• ARTICLE

>>>>

I went to Hindi-medium schools for most of my childhood, which had an enormous influence on my evolution as a person. The first English-medium school I went to was St. Xavier’s, a Jesuit school in Jaipur. I remember with great affection Father Extross, who said to me one day, in despair, ‘Son, you are incredibly bright, but you will never learn to speak or write English.’ He was right in the short term, although he turned out to be wrong in the long term!
On applying for the Rhodes Scholarship
To my surprise, I made it to St. Stephen’s College at the University of Delhi. When I got there, I felt like Alice in Wonderland. Most students came from elite English-medium schools, and the first year was incredibly tough. But if you’re thrown in at the deep end, you learn to swim, somehow. St. Stephen’s provided me not only real educational opportunities but also equal opportunities, with students and teachers who were conducive, supportive and encouraging. It took me some time to break the ceiling when it came to English as a language, but I did. This led me to engage in debating and writing. I also developed my love of photography.
I stayed at St. Stephen’s to do an MA in economics, and that was when I applied for the Rhodes Scholarship. In retrospect, I think it must have been an adventurism bordering on bravado that made me do it. I could never have afforded to go to Oxford on my own, and I wanted to study there, so the Scholarship provided a means of doing so. I was most pleasantly surprised when I was shortlisted, but I do remember that for the dinner and the interview, it was mandatory to wear a suit, and I did not own one. All my friends rushed around, about six suits were produced, and I wore one which was still a loose fit. I remember one gentle soul in the selection committee said, ‘Young man, I think the suit is not your own,’ and I said, ‘That is absolutely correct.’
‘A fascinating experience’
I travelled from Delhi to London by plane, and it was the first time I had been on an aircraft. At Paddington, I had a wait to catch the train to Oxford, so I got a cup of tea and a biscuit, and I remember the lady who served me said, ‘Three and tuppence ha’penny, love,’ and I simply didn’t understand that she meant three shillings, two pence and half a penny. It was a different culture and a different world.

<<<<

• RECORDS SHOWN
>>>>

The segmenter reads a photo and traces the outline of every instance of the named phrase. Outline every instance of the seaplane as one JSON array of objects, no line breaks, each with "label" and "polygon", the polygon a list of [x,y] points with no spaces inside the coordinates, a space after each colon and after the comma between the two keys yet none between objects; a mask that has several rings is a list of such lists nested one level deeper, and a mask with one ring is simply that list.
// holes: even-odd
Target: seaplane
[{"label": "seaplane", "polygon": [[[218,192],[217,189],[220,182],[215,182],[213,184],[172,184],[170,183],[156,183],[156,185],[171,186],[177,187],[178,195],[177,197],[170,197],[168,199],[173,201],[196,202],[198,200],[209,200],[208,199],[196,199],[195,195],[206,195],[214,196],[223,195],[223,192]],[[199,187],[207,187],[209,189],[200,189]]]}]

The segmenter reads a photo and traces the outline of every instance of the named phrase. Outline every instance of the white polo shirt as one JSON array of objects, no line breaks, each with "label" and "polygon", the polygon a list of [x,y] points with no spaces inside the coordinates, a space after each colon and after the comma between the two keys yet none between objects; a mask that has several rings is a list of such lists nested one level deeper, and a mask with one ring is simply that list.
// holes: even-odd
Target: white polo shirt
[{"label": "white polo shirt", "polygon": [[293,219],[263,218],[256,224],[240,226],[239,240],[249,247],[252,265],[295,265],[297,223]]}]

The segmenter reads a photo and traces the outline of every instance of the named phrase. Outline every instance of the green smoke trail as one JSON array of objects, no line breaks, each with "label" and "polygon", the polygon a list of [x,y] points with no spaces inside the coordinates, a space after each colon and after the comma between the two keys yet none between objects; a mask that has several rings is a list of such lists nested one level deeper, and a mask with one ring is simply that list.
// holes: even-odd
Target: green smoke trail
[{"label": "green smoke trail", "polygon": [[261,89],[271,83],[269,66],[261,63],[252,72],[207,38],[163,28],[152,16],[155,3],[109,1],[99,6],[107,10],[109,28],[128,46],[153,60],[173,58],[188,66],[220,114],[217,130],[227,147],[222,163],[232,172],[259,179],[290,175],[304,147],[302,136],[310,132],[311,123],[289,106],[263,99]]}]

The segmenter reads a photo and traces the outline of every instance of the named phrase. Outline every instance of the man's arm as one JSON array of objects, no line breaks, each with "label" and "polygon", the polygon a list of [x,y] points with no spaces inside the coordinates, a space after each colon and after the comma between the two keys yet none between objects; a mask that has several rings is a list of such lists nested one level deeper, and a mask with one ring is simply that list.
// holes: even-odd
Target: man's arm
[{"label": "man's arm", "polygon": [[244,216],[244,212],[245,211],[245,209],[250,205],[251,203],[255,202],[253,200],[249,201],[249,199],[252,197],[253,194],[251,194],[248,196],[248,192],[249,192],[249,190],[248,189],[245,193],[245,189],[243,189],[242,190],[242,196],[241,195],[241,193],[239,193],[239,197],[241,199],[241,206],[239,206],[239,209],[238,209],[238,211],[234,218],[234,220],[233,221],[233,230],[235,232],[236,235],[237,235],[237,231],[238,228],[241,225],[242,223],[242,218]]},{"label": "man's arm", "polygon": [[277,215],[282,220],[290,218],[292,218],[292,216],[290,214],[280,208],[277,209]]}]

<<<<

• PROBLEMS TO WORK ON
1 > From the Rhodes Scholarship piece, echo the passage that begins at the words "On applying for" and stops after "love of photography.".
2 > Answer these questions using the Rhodes Scholarship piece:
(a) What was the first English-medium school the writer attended?
(b) What degree was the writer studying for when applying for the Rhodes Scholarship?
(c) At which station did the writer wait for the train to Oxford?
3 > Name every city that the Rhodes Scholarship piece mentions.

• PER-TASK OUTPUTS
1 >
On applying for the Rhodes Scholarship
To my surprise, I made it to St. Stephen’s College at the University of Delhi. When I got there, I felt like Alice in Wonderland. Most students came from elite English-medium schools, and the first year was incredibly tough. But if you’re thrown in at the deep end, you learn to swim, somehow. St. Stephen’s provided me not only real educational opportunities but also equal opportunities, with students and teachers who were conducive, supportive and encouraging. It took me some time to break the ceiling when it came to English as a language, but I did. This led me to engage in debating and writing. I also developed my love of photography.

2 >
(a) St. Xavier's, a Jesuit school in Jaipur
(b) An MA in economics
(c) Paddington

3 > Jaipur, Delhi, London, Oxford